-- START --
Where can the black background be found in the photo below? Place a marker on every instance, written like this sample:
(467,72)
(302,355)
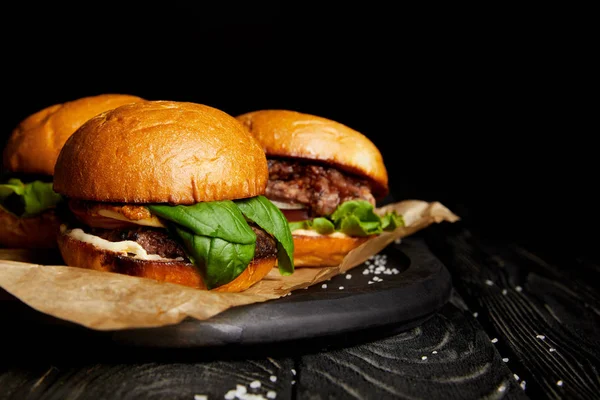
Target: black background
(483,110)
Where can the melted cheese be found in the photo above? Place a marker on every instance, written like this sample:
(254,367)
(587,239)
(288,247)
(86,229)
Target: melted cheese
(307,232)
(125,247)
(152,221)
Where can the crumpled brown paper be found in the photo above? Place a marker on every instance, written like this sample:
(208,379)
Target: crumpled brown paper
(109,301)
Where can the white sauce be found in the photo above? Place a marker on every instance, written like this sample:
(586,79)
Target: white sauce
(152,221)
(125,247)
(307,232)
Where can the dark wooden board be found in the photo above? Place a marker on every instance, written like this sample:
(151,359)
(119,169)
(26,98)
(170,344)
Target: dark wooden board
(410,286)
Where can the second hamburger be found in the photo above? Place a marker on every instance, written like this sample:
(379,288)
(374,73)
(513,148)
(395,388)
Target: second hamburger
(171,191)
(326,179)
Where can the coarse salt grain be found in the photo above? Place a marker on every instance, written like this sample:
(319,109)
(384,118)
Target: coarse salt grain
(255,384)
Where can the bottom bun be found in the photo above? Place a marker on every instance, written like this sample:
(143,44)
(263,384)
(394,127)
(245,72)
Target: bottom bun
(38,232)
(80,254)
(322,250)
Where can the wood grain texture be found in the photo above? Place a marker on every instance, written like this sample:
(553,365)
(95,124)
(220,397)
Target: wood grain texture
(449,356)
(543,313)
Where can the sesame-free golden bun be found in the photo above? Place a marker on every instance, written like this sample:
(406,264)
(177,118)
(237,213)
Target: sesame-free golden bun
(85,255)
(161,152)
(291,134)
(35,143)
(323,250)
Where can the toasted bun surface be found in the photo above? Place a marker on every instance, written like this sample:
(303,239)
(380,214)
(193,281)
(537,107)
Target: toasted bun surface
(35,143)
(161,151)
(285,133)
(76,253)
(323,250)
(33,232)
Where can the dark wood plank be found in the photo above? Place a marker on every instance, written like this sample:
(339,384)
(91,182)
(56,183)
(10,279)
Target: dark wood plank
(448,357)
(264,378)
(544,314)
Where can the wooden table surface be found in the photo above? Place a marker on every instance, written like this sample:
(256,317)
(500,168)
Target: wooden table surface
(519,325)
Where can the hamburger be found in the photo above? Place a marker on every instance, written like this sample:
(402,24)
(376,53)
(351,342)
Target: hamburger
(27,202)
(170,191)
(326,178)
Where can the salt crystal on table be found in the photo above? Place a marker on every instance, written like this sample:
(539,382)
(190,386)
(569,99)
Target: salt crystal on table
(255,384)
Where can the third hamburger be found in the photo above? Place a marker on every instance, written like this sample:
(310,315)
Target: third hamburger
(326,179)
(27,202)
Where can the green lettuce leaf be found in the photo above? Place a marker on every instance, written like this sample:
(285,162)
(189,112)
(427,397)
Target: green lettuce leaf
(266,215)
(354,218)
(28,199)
-- END --
-- START --
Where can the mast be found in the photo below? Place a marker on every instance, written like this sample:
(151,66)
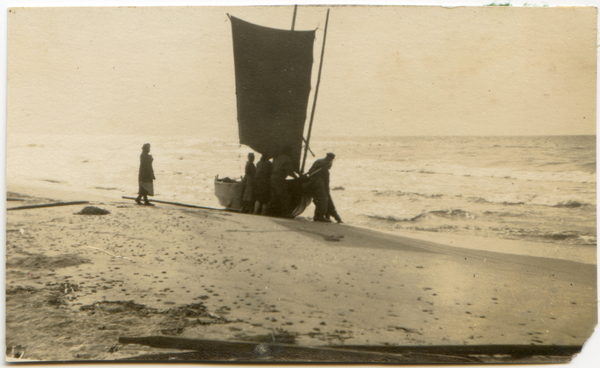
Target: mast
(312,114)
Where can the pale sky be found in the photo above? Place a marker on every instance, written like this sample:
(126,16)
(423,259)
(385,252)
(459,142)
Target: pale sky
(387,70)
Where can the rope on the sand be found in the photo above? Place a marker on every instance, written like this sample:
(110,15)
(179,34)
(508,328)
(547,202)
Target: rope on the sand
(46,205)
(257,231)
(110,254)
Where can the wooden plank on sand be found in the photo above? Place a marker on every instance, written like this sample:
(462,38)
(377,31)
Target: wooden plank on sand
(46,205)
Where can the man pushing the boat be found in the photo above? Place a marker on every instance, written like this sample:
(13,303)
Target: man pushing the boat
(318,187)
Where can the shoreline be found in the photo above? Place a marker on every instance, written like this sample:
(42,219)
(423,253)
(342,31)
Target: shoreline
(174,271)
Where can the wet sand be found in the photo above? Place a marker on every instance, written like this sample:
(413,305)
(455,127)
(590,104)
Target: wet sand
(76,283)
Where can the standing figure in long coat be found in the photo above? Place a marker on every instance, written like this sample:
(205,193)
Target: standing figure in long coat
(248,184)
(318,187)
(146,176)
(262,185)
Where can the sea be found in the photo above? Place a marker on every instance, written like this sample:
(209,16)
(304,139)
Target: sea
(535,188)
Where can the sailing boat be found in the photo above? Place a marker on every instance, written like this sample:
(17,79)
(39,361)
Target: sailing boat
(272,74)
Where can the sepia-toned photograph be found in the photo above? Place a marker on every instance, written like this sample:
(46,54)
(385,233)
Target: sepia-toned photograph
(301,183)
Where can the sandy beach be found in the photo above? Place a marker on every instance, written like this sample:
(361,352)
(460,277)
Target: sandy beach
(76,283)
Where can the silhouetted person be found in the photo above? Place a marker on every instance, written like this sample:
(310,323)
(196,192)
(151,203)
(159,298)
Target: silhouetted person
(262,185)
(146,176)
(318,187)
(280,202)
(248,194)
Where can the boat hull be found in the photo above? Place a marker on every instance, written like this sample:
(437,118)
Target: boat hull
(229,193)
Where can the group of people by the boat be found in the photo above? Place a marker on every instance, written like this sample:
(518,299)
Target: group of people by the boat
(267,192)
-- END --
● **What the task requires**: Gather every line of the records above that contains the word "shoreline", and copy each one in full. Case counts, so a line matches only if the capitalization is the same.

● **Solution to this exercise**:
Where can the shoreline be found in the photo above? Place a marker on every instance, written like this sample:
Target: shoreline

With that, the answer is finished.